start Data to use
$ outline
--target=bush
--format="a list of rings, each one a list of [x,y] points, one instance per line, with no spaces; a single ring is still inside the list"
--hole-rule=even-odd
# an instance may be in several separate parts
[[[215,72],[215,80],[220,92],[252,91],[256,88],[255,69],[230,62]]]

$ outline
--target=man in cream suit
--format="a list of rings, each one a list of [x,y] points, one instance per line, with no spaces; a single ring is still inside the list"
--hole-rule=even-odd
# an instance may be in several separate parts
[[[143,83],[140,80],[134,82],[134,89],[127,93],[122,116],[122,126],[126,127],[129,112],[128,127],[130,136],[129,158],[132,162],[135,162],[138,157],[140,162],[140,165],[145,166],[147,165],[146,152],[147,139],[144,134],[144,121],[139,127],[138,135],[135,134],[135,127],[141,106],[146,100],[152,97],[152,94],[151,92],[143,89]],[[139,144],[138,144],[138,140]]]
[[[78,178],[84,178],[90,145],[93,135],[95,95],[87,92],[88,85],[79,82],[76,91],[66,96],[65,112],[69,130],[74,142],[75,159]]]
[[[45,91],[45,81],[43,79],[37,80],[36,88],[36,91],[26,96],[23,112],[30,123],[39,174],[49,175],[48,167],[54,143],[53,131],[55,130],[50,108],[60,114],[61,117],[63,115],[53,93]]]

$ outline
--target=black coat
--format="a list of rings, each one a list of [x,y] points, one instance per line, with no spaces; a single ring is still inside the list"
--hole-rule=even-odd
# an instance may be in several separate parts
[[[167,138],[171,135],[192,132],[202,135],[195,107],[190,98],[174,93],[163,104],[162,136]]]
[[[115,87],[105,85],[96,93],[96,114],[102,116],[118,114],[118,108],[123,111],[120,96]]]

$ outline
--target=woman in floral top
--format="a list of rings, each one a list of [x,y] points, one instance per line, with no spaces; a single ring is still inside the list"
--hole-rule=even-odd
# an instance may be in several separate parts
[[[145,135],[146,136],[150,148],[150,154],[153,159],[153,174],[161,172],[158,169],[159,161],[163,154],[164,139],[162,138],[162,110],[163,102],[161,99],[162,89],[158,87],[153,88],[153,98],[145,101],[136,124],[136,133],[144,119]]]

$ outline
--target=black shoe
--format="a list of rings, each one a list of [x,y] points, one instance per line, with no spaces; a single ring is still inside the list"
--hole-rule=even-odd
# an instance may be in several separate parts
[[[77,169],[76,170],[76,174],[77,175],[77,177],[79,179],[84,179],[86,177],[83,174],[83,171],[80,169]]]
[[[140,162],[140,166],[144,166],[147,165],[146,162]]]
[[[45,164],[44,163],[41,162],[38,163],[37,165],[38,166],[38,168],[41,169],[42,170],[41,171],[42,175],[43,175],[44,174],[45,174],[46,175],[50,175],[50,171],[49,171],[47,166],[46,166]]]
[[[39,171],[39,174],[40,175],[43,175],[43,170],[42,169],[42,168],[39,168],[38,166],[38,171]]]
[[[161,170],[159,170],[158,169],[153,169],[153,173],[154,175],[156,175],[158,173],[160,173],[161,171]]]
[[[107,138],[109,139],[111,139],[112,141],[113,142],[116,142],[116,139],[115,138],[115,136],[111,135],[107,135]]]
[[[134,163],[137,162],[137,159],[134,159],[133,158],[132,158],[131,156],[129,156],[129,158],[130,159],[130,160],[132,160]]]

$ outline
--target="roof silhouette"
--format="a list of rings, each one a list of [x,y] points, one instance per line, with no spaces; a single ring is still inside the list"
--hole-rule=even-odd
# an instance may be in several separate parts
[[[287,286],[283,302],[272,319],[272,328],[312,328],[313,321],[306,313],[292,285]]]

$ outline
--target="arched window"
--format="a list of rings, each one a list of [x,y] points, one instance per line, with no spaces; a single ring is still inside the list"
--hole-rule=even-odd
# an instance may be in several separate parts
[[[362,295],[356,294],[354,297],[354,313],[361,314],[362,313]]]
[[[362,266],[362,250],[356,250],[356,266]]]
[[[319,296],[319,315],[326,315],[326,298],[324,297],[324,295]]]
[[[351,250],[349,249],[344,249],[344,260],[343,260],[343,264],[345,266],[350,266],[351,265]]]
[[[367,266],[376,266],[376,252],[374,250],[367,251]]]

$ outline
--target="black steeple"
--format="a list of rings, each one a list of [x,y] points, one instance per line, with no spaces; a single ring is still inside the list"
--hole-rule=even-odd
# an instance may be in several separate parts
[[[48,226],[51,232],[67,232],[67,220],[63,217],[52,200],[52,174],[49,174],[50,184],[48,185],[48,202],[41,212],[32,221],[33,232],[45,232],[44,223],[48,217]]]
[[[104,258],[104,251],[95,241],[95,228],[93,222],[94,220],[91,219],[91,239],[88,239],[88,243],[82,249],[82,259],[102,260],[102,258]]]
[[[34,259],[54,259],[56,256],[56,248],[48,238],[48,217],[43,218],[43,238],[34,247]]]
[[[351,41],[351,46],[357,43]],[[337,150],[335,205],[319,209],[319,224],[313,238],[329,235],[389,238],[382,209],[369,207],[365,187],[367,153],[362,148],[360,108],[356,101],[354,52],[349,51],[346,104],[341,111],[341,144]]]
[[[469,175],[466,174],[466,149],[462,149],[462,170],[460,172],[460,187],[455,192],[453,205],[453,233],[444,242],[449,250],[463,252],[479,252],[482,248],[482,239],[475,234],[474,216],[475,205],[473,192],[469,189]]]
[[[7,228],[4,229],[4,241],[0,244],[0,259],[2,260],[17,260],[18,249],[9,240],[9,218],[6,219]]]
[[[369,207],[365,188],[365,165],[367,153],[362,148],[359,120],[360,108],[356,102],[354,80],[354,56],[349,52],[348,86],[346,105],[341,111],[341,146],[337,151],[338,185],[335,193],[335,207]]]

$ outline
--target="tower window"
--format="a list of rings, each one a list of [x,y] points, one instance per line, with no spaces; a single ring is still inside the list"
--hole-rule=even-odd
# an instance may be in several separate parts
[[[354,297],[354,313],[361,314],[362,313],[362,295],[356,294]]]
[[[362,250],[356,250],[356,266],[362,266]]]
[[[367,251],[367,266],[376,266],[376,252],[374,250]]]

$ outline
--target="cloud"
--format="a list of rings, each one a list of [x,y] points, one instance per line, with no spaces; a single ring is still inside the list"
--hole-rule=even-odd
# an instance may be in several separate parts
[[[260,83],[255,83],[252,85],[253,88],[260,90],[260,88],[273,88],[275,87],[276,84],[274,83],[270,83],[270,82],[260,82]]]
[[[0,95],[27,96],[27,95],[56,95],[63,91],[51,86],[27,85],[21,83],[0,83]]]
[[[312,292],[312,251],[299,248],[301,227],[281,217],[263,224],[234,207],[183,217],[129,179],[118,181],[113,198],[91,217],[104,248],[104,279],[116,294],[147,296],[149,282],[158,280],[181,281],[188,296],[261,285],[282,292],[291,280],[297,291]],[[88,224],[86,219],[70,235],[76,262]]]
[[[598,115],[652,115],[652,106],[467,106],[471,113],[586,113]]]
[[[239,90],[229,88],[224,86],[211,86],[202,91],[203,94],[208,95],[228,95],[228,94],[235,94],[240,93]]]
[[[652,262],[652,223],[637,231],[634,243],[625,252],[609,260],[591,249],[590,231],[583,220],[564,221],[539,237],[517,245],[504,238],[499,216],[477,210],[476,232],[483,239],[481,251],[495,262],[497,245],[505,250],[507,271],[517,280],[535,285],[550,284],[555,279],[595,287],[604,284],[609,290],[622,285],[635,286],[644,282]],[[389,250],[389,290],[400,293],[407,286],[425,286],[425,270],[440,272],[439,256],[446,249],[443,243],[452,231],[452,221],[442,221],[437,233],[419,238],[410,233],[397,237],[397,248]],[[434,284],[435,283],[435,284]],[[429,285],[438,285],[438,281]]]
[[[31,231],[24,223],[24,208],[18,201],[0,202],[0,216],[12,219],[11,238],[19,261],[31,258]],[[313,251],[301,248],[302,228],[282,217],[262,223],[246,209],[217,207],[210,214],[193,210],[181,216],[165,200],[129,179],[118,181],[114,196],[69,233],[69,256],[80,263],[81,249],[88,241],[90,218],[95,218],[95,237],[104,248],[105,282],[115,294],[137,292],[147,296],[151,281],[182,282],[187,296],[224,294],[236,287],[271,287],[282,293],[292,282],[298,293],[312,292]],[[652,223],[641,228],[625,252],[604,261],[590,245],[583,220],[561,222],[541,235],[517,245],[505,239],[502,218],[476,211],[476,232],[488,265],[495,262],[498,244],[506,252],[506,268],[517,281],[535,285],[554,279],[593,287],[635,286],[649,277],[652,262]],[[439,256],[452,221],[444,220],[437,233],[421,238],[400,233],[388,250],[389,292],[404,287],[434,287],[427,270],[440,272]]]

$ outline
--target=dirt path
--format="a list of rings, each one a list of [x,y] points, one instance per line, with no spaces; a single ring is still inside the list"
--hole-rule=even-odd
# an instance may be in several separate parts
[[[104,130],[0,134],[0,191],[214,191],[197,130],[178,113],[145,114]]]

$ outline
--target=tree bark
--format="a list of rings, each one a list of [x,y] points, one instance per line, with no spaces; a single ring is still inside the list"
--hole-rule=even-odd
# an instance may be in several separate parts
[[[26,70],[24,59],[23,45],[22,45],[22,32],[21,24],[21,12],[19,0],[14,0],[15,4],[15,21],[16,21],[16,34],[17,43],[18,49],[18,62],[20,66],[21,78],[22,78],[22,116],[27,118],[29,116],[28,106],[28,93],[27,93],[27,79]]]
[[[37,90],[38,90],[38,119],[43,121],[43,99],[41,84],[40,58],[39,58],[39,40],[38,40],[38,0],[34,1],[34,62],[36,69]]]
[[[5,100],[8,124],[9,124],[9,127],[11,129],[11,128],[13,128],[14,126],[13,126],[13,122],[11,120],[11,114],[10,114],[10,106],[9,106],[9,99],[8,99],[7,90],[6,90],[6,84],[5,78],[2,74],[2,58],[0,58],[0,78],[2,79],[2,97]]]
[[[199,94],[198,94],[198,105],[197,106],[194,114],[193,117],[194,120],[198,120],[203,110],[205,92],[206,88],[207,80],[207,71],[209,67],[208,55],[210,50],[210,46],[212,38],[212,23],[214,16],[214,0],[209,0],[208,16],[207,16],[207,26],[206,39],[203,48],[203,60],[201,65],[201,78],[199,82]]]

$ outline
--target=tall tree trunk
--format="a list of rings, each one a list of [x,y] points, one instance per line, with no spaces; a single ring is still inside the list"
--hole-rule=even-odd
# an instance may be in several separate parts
end Data to use
## Goal:
Report every line above that contains the string "window", copying each one in full.

## Answer for the task:
--target="arched window"
--target="tower window"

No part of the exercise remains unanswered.